TODO 还是不懂 streaming applications 和 pipeline 的区别点。

To understand how Kafka does these things, let’s dive in and explore Kafka’s capabilities from the bottom up.

First a few concepts:

  • Kafka is run as a cluster on one or more servers.
  • The Kafka cluster stores streams of records in categories called topics .
  • Each record consists of a key, a value, and a timestamp .

Kafka has four core APIs:

  • The Producer API allows an application to publish a stream of records to one or more Kafka topics.
  • The Consumer API allows an application to subscribe to one or more topics and process the stream of records produced to them.
  • The Streams API allows an application to act as a stream processor, consuming an input stream from one or more topics and producing an output stream to one or more output topics, effectively transforming the input streams to output streams .
  • The Connector API allows building and running reusable producers or consumers that connect Kafka topics to existing applications or data systems . For example, a connector to a relational database might capture every change to a table.

In Kafka the communication between the clients and the servers is done with a simple, high-performance, language agnostic TCP protocol. This protocol is versioned and maintains backwards compatibility with older version. We provide a Java client for Kafka, but clients are available in many languages.

▶ _Set tasks_
1. According to the Kafka overview, what three things make up each record?
2. From the Kafka overview, write out again the stretch from "To understand how" through "produced to them.".
You won't need the data that comes after this.

▶ _Provided records_
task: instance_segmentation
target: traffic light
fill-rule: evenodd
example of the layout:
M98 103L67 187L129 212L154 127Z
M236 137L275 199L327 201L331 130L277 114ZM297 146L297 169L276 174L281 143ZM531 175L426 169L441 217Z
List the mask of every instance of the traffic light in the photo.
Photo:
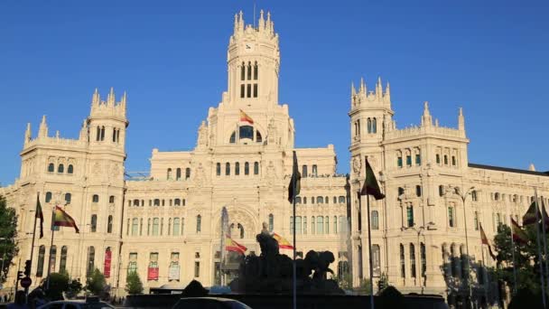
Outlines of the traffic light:
M27 259L26 261L24 261L24 276L31 276L31 260L30 259Z

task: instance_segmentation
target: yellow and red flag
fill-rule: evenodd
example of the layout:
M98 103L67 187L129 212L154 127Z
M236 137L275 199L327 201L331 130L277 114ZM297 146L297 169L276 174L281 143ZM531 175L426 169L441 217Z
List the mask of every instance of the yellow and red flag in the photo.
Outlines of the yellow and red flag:
M528 243L528 236L518 226L518 223L513 219L513 216L511 216L511 231L513 232L513 240L523 244Z
M247 250L247 248L236 242L228 235L227 235L227 238L225 239L225 249L227 251L233 251L244 254L246 250Z
M79 233L79 228L76 226L76 221L70 217L65 211L60 207L55 206L53 214L53 226L54 227L72 227L77 233Z
M286 240L286 239L284 239L284 237L282 237L276 233L274 233L273 238L276 240L276 242L278 242L278 248L289 248L289 249L293 248L293 246L292 246L292 244L290 244L290 241Z
M242 109L240 109L240 121L247 122L250 125L254 124L254 119L252 119L251 117L247 116L247 114L245 113Z

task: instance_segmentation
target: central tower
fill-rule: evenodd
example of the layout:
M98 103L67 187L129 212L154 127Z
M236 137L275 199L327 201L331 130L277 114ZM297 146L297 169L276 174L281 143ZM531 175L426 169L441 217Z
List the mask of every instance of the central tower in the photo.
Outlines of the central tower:
M245 23L242 11L235 14L227 61L230 105L255 109L278 103L280 50L270 13L265 20L261 10L257 27Z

▶ _Full solutions_
1. A key, a value, and a timestamp.

2.
To understand how Kafka does these things, let’s dive in and explore Kafka’s capabilities from the bottom up.

First a few concepts:

  • Kafka is run as a cluster on one or more servers.
  • The Kafka cluster stores streams of records in categories called topics .
  • Each record consists of a key, a value, and a timestamp .

Kafka has four core APIs:

  • The Producer API allows an application to publish a stream of records to one or more Kafka topics.
  • The Consumer API allows an application to subscribe to one or more topics and process the stream of records produced to them.